WHAT TO WORK ON:
• 1. In the news roundup, how long did an FDA review of a new drug take on average by 2014?
• 2. Quote the news roundup word for word, the stretch from "A report issued" through "the fastest reviews.".

DOCUMENT EXTRACT:
Abstract
A collection of recently published news items.
The genetic testing company Ambry Genetics launched AmbryShare, a disease-specific public database that includes anonymized, aggregated data from 10,000 patient samples. The company sequenced the exomes of deidentified patients with hereditary breast and ovarian cancers and found 10-fold more genes implicated in these conditions than previously known.
A report issued by the California Life Sciences Association and Boston Consulting Group found that FDA review times for new drugs have steadily declined since 2009, when a review took 21 months on average. That average was cut to 9 months by 2014, with cancer treatments receiving some of the fastest reviews.
Microsoft cofounder Paul Allen will launch an eponymous foundation with $100 million to advance biologic research. His Paul G. Allen Frontiers Group announced several grants, including a $20 million grant to fund the Allen Discovery Center at Tufts University that will help researchers understand the “biological code that determines anatomical structure and function during embryogenesis, regeneration, and tumor suppression.”
Developed by researchers at The University of Texas MD Anderson Cancer Center in Houston, a new staging system for breast cancer considers five factors—preclinical stage, estrogen receptor status, HER2 status, grade, and posttreatment pathologic stage. Researchers say that the new tool will refine prognostic stratification and help clinicians decide which patients would benefit from additional therapy (JAMA Oncol 2016 March 17 [Epub ahead of print]).
Of 2,211 doctors recently polled, 64% thought that regular colon cancer screenings should begin before age 50, the current recommendation. The poll was conducted in response to two recent studies—one found that nearly 15% of patients with colorectal cancer are diagnosed before age 50, and another concluded that younger patients are more likely to have advanced disease (Cancer Med 2015;4:1863–70; Cancer 2016; 122:929–34).

RECORD EXTRACTS:

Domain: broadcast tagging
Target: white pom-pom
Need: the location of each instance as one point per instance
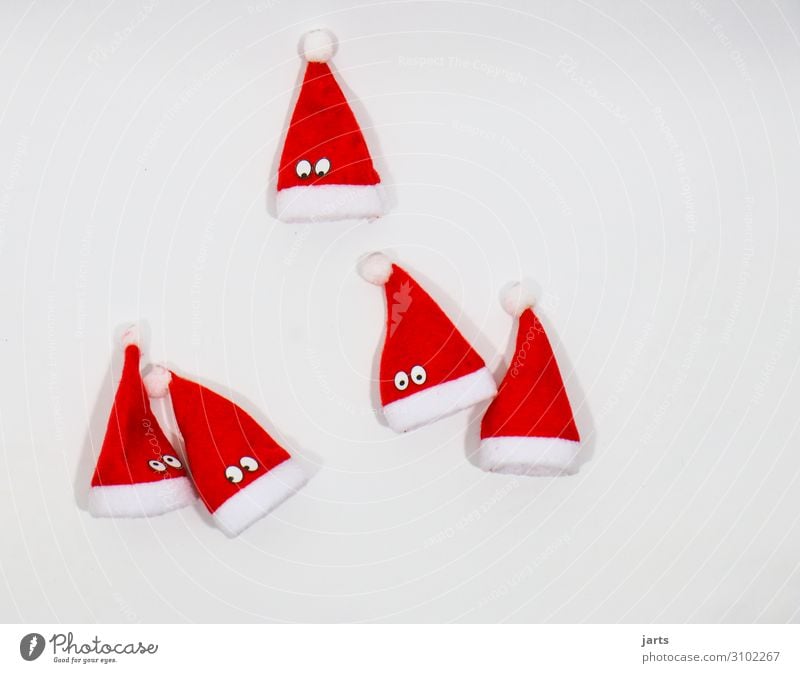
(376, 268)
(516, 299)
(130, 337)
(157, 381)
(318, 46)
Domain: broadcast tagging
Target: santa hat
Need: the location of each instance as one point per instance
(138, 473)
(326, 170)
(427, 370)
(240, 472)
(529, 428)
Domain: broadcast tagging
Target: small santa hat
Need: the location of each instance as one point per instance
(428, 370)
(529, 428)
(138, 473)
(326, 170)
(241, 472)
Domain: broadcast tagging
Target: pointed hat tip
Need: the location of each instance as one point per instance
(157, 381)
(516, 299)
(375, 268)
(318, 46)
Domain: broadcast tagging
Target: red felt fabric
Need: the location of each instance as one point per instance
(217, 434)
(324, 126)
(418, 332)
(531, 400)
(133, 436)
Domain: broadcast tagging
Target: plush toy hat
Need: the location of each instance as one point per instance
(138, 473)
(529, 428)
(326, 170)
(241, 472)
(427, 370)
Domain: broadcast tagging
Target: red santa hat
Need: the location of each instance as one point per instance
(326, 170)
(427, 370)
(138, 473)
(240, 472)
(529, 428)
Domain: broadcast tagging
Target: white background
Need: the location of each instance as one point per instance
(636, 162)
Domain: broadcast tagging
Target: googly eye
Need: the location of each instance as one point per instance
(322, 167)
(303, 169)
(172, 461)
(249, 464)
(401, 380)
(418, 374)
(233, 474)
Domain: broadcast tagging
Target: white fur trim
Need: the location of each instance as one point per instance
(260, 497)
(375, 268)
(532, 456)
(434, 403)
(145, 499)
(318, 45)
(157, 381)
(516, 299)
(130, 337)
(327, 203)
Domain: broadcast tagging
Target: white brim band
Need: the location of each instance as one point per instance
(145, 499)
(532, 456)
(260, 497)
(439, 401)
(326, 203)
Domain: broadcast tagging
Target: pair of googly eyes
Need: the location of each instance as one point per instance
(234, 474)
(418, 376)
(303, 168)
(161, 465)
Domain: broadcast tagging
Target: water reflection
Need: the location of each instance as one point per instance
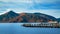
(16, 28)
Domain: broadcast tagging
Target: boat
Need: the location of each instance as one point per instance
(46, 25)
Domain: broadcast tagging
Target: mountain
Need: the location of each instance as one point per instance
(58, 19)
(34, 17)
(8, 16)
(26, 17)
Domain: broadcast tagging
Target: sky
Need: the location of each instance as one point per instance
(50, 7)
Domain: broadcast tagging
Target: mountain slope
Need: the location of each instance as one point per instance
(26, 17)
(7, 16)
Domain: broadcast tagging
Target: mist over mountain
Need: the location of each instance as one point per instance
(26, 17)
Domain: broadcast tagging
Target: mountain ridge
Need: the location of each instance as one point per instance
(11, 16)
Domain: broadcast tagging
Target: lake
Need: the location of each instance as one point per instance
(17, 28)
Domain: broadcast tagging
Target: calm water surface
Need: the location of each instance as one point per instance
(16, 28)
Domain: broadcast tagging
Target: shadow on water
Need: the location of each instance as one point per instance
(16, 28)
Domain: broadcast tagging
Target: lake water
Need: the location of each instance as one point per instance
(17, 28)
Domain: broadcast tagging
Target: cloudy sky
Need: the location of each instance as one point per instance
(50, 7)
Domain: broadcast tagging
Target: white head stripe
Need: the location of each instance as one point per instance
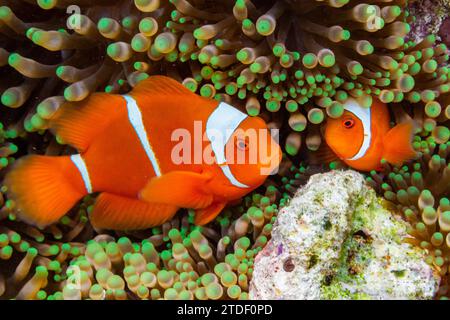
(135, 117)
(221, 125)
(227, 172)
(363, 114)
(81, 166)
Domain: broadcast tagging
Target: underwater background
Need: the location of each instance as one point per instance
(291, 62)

TASK-BY-TASK RESULTS:
• 1. 9 months

• 2.
A report issued by the California Life Sciences Association and Boston Consulting Group found that FDA review times for new drugs have steadily declined since 2009, when a review took 21 months on average. That average was cut to 9 months by 2014, with cancer treatments receiving some of the fastest reviews.